What is expected
Turn the lines from the first one up to and including the line with "87,341 -> 105,353" into a numbered list, and leave out any blank lines.

Excerpted data
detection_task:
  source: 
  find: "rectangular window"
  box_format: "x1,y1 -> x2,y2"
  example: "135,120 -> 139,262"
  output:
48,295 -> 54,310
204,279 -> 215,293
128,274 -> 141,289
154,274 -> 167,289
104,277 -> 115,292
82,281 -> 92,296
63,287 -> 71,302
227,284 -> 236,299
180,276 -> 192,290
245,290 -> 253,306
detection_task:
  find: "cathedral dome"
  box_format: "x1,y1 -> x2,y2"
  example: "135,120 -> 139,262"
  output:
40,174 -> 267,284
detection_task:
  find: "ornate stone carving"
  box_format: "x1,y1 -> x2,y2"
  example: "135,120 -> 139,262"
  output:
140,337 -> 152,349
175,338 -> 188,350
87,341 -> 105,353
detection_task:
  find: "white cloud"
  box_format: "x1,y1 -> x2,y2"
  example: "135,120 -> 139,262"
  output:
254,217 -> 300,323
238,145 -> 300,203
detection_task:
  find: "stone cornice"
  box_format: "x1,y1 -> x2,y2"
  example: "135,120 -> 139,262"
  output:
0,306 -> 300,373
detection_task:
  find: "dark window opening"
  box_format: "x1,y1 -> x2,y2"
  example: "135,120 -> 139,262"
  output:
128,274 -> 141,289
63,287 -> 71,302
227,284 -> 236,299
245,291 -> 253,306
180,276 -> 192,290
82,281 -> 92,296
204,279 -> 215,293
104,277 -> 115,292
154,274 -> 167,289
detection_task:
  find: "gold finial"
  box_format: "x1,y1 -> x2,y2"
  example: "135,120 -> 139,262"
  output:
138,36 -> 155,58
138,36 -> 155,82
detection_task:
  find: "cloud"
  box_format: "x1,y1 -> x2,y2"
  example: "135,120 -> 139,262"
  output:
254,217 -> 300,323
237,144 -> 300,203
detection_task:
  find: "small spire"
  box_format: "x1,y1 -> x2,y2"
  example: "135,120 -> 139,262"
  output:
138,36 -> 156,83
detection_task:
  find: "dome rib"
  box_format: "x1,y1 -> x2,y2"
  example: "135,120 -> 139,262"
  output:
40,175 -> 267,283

Task output
1. detection_task:
2.   source: 
3.   find: "rectangular window"
4.   box_format: "x1,y1 -> x2,y2"
5.   example: "135,120 -> 139,262"
6.   output:
7. 48,295 -> 54,310
8. 204,279 -> 215,293
9. 128,274 -> 141,289
10. 154,274 -> 167,289
11. 104,277 -> 115,292
12. 82,281 -> 92,296
13. 63,287 -> 71,302
14. 227,284 -> 236,299
15. 180,276 -> 192,290
16. 245,290 -> 253,306
17. detection_task:
18.   find: "cathedral dome"
19.   box_format: "x1,y1 -> x2,y2"
20.   example: "135,120 -> 139,262"
21.   output:
22. 40,174 -> 267,284
23. detection_task:
24.   find: "ornate stone carving"
25.   box_format: "x1,y1 -> x2,y2"
26.   example: "135,120 -> 139,262"
27.   output:
28. 140,337 -> 152,349
29. 175,338 -> 188,350
30. 87,341 -> 105,353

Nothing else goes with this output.